_Task description:_
Recast the records below as a numbered list, leaving out any blank lines.

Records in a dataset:
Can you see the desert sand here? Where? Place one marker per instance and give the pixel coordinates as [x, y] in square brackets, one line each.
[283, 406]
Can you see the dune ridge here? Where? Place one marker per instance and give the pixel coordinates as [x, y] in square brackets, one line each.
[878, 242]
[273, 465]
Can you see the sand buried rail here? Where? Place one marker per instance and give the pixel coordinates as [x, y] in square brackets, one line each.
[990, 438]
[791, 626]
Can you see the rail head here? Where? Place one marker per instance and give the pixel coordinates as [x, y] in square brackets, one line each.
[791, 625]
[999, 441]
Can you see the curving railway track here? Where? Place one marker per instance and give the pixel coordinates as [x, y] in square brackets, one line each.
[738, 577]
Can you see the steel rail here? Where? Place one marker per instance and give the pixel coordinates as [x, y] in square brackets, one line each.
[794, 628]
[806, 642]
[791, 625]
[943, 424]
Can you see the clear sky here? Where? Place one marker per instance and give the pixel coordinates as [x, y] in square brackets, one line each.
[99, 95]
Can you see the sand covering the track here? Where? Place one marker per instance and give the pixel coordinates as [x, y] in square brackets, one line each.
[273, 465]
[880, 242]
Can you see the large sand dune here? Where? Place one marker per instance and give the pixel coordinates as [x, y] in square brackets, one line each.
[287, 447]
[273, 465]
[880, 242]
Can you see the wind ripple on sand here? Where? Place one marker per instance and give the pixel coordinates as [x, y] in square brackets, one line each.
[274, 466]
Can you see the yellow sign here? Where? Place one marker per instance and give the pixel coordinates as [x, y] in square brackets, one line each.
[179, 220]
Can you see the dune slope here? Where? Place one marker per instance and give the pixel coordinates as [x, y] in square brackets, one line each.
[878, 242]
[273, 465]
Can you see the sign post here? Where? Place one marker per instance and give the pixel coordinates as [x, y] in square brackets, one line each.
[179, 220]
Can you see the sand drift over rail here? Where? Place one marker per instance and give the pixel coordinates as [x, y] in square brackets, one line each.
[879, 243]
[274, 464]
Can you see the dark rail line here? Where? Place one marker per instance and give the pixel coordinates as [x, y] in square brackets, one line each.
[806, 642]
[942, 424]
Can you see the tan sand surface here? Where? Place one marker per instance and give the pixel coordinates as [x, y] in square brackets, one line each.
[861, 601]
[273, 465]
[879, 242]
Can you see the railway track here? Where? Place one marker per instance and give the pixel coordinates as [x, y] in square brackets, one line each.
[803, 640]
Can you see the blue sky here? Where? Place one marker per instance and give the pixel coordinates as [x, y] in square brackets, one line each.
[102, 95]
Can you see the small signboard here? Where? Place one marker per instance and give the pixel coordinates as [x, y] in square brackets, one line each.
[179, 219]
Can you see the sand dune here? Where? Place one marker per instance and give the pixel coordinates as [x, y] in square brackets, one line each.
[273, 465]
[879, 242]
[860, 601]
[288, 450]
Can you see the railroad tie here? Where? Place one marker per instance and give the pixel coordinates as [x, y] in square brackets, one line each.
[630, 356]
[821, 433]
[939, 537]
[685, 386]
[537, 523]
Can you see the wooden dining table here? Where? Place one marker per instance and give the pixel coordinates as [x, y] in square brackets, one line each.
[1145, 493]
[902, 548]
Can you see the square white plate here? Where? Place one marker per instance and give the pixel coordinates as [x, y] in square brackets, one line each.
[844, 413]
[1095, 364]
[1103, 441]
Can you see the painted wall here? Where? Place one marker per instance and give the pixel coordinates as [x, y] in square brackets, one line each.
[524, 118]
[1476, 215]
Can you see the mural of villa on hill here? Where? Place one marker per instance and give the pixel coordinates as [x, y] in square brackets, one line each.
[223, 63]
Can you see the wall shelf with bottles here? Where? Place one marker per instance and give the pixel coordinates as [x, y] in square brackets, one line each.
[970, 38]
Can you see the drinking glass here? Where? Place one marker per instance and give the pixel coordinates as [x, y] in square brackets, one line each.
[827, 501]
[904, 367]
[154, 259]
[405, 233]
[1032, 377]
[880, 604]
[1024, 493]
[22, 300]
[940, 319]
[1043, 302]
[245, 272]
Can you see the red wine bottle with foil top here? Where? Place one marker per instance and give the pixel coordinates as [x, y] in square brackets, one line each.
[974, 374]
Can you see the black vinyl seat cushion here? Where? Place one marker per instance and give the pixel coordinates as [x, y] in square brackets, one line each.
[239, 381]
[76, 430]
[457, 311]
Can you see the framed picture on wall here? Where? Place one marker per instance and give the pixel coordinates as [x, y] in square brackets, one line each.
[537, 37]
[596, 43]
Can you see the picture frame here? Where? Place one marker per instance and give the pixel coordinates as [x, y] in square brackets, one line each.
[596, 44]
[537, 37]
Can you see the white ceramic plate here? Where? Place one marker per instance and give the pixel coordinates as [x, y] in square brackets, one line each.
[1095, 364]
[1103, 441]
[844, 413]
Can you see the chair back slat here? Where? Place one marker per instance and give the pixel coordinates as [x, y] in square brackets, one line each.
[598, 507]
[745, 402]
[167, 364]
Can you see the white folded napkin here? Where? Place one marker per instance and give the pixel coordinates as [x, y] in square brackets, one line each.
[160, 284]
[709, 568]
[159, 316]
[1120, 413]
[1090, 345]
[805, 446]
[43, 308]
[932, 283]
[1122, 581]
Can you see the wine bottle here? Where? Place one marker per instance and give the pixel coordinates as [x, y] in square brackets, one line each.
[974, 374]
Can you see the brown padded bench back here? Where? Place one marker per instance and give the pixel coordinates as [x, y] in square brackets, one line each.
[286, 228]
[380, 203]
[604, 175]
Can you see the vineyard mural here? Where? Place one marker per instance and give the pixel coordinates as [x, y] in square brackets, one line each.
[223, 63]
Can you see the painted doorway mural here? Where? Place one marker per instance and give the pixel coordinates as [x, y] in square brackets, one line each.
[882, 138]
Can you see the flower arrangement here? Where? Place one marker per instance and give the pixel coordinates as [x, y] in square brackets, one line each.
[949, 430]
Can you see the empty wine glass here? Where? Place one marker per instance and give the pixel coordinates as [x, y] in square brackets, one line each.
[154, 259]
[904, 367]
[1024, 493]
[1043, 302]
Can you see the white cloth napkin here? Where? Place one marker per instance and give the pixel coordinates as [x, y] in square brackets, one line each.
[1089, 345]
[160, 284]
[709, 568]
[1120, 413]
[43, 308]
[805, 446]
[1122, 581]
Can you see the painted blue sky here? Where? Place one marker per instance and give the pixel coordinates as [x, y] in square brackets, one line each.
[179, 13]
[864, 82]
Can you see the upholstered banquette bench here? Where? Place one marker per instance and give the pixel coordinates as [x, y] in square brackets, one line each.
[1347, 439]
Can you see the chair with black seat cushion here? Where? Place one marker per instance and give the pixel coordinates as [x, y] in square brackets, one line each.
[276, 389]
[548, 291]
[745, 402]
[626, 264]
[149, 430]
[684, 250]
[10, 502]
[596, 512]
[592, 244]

_Solution for this exercise:_
1. Can you see the desert sand here? Where? Place one marker per instance and give the pixel coordinates as [x, y] in square brackets, one line each.
2. [283, 406]
3. Can you see the dune ridge here? Where? Place one marker per instance and give the pixel coordinates as [x, y] in square brackets, one line each.
4. [878, 242]
5. [273, 465]
6. Can you see the sand buried rail here? Where? Place one marker per instance and give the pixel coordinates as [x, y] in square brackets, one line each.
7. [990, 438]
8. [791, 626]
9. Can you see the rail head here? Where? Place one marker per instance and give the pixel coordinates as [x, y] in square brackets, one line each.
10. [791, 625]
11. [999, 441]
12. Can you see the curving railway track here? Where? Place one marker per instance and give the pixel coordinates as [x, y] in square brackets, one line each.
13. [738, 577]
14. Can you see the steel rail here? Where? Place one marker per instance and give the pixel coordinates as [x, y] in square brackets, one line each.
15. [794, 628]
16. [806, 642]
17. [791, 625]
18. [943, 424]
19. Can you see the clear sky here? Where? Place one marker per instance and give the pixel coordinates as [x, y] in square brackets, one line each.
20. [99, 95]
21. Can you see the sand covering the track here? Where? Place one marker per instance and give the pixel coordinates as [x, y] in square brackets, one line each.
22. [273, 465]
23. [880, 242]
24. Can you see the large sand dune here? Where? Place one marker per instance and give the pixel coordinates as [x, y] in square brackets, one line each.
25. [287, 447]
26. [273, 465]
27. [880, 242]
28. Can you see the wind ripple on sand here? Where? Place one marker per instance and give the pixel coordinates as [x, y] in square brackets, one line each.
29. [274, 466]
30. Can you see the yellow sign here? Where? Place one marker per instance and give the pixel coordinates as [x, y] in square brackets, one line each.
31. [179, 220]
32. Can you see the dune slope here? Where? Place one marker per instance and give the pixel coordinates as [x, y] in square brackets, one line each.
33. [878, 242]
34. [273, 465]
35. Can you see the sign post here? Where? Place one marker per instance and give the pixel coordinates as [x, y] in square brackets, one line each.
36. [179, 220]
37. Can you see the sand drift over rail here? Where? Place one marker per instance and give the pixel coordinates as [x, y] in square brackets, one line each.
38. [879, 243]
39. [274, 464]
40. Can you see the dark rail line here? Where? Place one marker per instance and give the pixel coordinates as [x, y] in square brackets, one line each.
41. [806, 642]
42. [942, 424]
43. Can you see the tan sand surface here? Where? Place one marker per instance and give the pixel coordinates as [x, y] in square brackets, one line each.
44. [861, 601]
45. [273, 465]
46. [879, 242]
47. Can you see the railway track here? Where? Place one marker per instance and give the pixel coordinates as [x, y] in square brackets, one line each.
48. [803, 640]
49. Can you see the blue sky here? Where? Place one marker per instance and give the pixel coordinates as [x, y] in square brackets, one line each.
50. [102, 95]
51. Can you see the small signboard here? Where? Place one marker per instance and give the pixel coordinates as [x, y] in square brackets, one line each.
52. [179, 219]
53. Can you see the sand dune here? Where? Place one marker per instance and give the pixel coordinates as [x, y] in square brackets, one line each.
54. [273, 465]
55. [879, 242]
56. [860, 601]
57. [288, 450]
58. Can you see the railroad tie here? Where? Place one marker per instance and give the pixel coordinates as [x, y] in square brackets, one line each.
59. [630, 356]
60. [821, 433]
61. [939, 537]
62. [685, 386]
63. [537, 523]
64. Can you see the wooden dining table here? Where? Place one marker per instance and give the pixel coordinates as [x, y] in square brackets, one line each.
65. [1145, 493]
66. [902, 548]
67. Can you see the square white plate here? Where? Place one marker per instance and give the pixel coordinates as [x, y] in square brackets, one line each.
68. [844, 413]
69. [1095, 364]
70. [1103, 441]
71. Can you see the painted wall here? Where? Place one marker per instance and give the pixel coordinates as [x, y] in square brackets, one line each.
72. [524, 118]
73. [1476, 215]
74. Can you see the mural of villa on hill here? Where? Place one marker per instance and give the pixel coordinates as [x, y] in square brackets, one line each.
75. [223, 63]
76. Can you see the wall shelf with bottles here? Where? Place one marker per instance and give the pixel coordinates as [x, y] in square brackets, one line each.
77. [970, 38]
78. Can you see the drinking glass here? Where? Place one marker per instance and give the pixel coordinates as [x, y] in square brackets, one line each.
79. [827, 501]
80. [904, 367]
81. [154, 259]
82. [405, 233]
83. [1032, 377]
84. [880, 604]
85. [1024, 493]
86. [22, 300]
87. [940, 319]
88. [1043, 302]
89. [245, 272]
90. Can you see the red wine bottle with foil top here? Where? Place one marker per instance and give the pixel coordinates as [x, y] in square brackets, one line each.
91. [974, 374]
92. Can you see the black vinyl seat cushion here? Where? Place one marker per instance and give the pixel coordinates as [x, y] in square brackets, one line each.
93. [239, 381]
94. [76, 430]
95. [457, 311]
96. Can you see the framed picture on wall here? Where? Place one marker per instance and give the pixel coordinates as [x, y] in square brackets, one line each.
97. [537, 37]
98. [596, 43]
99. Can you see the picture frame here? Where? Place one marker per instance and give the pixel coordinates as [x, y] in square brackets, one line each.
100. [596, 44]
101. [537, 37]
102. Can you see the white ceramic plate here? Where? Place one marker per instance and give the pixel coordinates as [x, y] in square brackets, one line each.
103. [1095, 364]
104. [1103, 441]
105. [844, 413]
106. Can you see the chair back slat here? Where? Place one marker per instance and give the pixel coordinates as [x, y] in square brackets, one line each.
107. [598, 507]
108. [745, 402]
109. [167, 364]
110. Can you see the white folded napkin here? Where? Place one marker per instance and give the pixel coordinates as [x, y] in square brackets, one line each.
111. [160, 284]
112. [709, 568]
113. [159, 316]
114. [1120, 413]
115. [1090, 345]
116. [805, 446]
117. [43, 308]
118. [932, 283]
119. [1122, 581]
120. Can you see the wine bottle here? Where? Place one marker per instance and give the pixel coordinates as [x, y] in square brackets, one line each.
121. [974, 374]
122. Can you see the brown padded bench back here? Where? Place one marker per instance and give the pixel coordinates as [x, y] in square brackets, one line each.
123. [286, 228]
124. [380, 203]
125. [604, 175]
126. Can you see the vineyard mural here? Where? Place one marker per instance and give the pixel coordinates as [x, y] in square brackets, one line each.
127. [223, 63]
128. Can you see the painted doorway mural here? Where? Place one marker per instance and give the pixel coordinates as [x, y] in square brackets, one line each.
129. [882, 138]
130. Can you see the flower arrangement here? Where? Place one marker per instance and give the pixel coordinates as [x, y] in square brackets, one line each.
131. [949, 430]
132. Can you see the empty wine glass here? Where? Place one marker per instance and give the pixel coordinates as [x, y] in square brackets, one line each.
133. [154, 259]
134. [904, 367]
135. [1024, 493]
136. [1043, 302]
137. Can you see the white cloth napkin here? Where? Place one marker per instance and give the pixel coordinates as [x, y] in square brackets, one line each.
138. [1089, 345]
139. [160, 284]
140. [709, 568]
141. [1120, 413]
142. [43, 308]
143. [805, 446]
144. [1122, 581]
145. Can you see the painted blue sky here? Where? Place one marker per instance and give the pixel coordinates as [x, y] in square brackets, one line each.
146. [179, 13]
147. [864, 82]
148. Can you see the upholstered banquette bench here? Where? Place one marker per instance and give the pixel coordinates as [x, y] in square brackets, one line each.
149. [1347, 439]
150. Can you see the chair with black seat cushion here? Where? Place one marker per instance and give the pixel coordinates as [x, y] in square brackets, one line each.
151. [276, 389]
152. [548, 291]
153. [745, 402]
154. [626, 264]
155. [149, 430]
156. [684, 250]
157. [10, 502]
158. [596, 512]
159. [592, 244]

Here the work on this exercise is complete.